----- PROVIDED RECORDS -----

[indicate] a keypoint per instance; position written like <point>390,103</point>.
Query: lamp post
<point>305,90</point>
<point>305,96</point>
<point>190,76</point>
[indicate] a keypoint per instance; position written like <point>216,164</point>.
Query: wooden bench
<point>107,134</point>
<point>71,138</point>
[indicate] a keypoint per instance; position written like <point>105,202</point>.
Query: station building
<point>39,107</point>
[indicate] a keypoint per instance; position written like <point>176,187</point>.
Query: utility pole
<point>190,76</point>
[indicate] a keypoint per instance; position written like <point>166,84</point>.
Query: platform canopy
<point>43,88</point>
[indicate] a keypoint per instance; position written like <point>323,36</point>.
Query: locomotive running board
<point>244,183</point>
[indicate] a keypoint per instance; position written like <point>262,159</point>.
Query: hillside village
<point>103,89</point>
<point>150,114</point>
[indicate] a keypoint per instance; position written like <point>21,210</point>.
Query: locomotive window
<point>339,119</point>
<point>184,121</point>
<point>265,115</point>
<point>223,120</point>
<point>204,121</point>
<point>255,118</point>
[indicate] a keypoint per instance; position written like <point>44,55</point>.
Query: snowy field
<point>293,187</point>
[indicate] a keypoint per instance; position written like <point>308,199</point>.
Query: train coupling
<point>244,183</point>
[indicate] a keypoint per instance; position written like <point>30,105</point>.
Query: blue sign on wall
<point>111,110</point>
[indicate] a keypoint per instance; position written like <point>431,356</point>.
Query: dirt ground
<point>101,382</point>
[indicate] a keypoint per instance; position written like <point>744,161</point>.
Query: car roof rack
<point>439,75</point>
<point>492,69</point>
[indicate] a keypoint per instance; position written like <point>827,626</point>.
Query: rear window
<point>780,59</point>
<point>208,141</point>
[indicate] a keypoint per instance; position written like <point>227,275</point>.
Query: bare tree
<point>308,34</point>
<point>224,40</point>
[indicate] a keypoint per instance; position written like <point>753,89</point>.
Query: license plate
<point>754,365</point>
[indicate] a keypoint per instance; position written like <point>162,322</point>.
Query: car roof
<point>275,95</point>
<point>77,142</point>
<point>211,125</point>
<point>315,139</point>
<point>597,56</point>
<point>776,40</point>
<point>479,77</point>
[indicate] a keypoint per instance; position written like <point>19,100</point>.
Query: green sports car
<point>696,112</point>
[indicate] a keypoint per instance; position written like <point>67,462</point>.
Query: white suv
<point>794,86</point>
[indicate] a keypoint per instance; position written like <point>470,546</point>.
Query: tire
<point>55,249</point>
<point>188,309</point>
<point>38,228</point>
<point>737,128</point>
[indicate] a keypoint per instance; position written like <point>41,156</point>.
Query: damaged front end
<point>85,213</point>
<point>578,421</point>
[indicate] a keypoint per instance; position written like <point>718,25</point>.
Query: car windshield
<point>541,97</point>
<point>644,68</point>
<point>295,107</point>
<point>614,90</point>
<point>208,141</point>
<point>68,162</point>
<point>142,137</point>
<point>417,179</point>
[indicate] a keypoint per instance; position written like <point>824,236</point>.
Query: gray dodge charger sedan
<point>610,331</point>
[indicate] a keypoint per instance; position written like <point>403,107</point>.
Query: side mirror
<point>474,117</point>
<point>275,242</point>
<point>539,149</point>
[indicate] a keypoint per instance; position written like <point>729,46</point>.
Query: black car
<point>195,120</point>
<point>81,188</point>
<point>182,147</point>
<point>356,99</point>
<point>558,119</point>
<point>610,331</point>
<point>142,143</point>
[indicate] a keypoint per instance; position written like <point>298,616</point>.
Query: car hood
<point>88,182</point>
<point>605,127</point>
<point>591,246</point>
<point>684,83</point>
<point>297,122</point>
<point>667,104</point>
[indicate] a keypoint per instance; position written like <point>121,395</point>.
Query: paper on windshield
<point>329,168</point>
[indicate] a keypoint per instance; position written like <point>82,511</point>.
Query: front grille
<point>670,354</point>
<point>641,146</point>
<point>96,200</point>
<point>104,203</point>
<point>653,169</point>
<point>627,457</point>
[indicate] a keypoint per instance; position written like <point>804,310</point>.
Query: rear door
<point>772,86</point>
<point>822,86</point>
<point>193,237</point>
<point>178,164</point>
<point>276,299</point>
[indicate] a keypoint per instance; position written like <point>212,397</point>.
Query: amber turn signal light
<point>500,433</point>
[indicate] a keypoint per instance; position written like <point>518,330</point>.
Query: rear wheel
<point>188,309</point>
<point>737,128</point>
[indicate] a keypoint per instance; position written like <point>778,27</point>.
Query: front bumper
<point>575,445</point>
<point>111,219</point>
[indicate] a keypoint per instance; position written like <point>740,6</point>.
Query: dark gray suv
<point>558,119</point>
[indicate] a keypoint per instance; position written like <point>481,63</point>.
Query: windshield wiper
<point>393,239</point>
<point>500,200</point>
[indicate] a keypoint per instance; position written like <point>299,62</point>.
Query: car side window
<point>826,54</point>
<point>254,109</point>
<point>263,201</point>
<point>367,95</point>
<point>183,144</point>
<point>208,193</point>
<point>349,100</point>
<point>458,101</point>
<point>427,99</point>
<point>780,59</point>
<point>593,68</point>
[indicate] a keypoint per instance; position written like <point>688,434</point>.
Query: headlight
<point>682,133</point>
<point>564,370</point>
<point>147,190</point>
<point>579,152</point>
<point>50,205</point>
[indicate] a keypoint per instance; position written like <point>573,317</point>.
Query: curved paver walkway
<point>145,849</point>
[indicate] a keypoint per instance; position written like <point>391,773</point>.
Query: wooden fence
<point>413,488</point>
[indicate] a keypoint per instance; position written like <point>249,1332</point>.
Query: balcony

-----

§ **TASK**: Retype, without alteration, the part of the records above that opens with the line containing "written like <point>121,395</point>." and closes with the line containing "<point>111,219</point>", including both of those lines.

§ **COMPLETED TASK**:
[indicate] a keypoint per instance; position written like <point>121,395</point>.
Query: paper on windshield
<point>329,168</point>
[indicate] a keypoint per instance; position written like <point>82,511</point>.
Query: front grille
<point>670,354</point>
<point>641,146</point>
<point>96,200</point>
<point>104,203</point>
<point>653,169</point>
<point>627,457</point>
[indicate] a keypoint per instance; position written like <point>804,310</point>.
Query: rear door
<point>772,86</point>
<point>822,86</point>
<point>193,237</point>
<point>178,164</point>
<point>276,299</point>
[indicate] a keypoint per instance; position written like <point>212,397</point>.
Query: amber turn signal light
<point>500,433</point>
[indicate] a keypoint per instance; position written like <point>518,330</point>.
Query: rear wheel
<point>188,309</point>
<point>737,128</point>
[indicate] a keypoint per instance; position written like <point>778,27</point>.
Query: front bumper
<point>575,445</point>
<point>111,219</point>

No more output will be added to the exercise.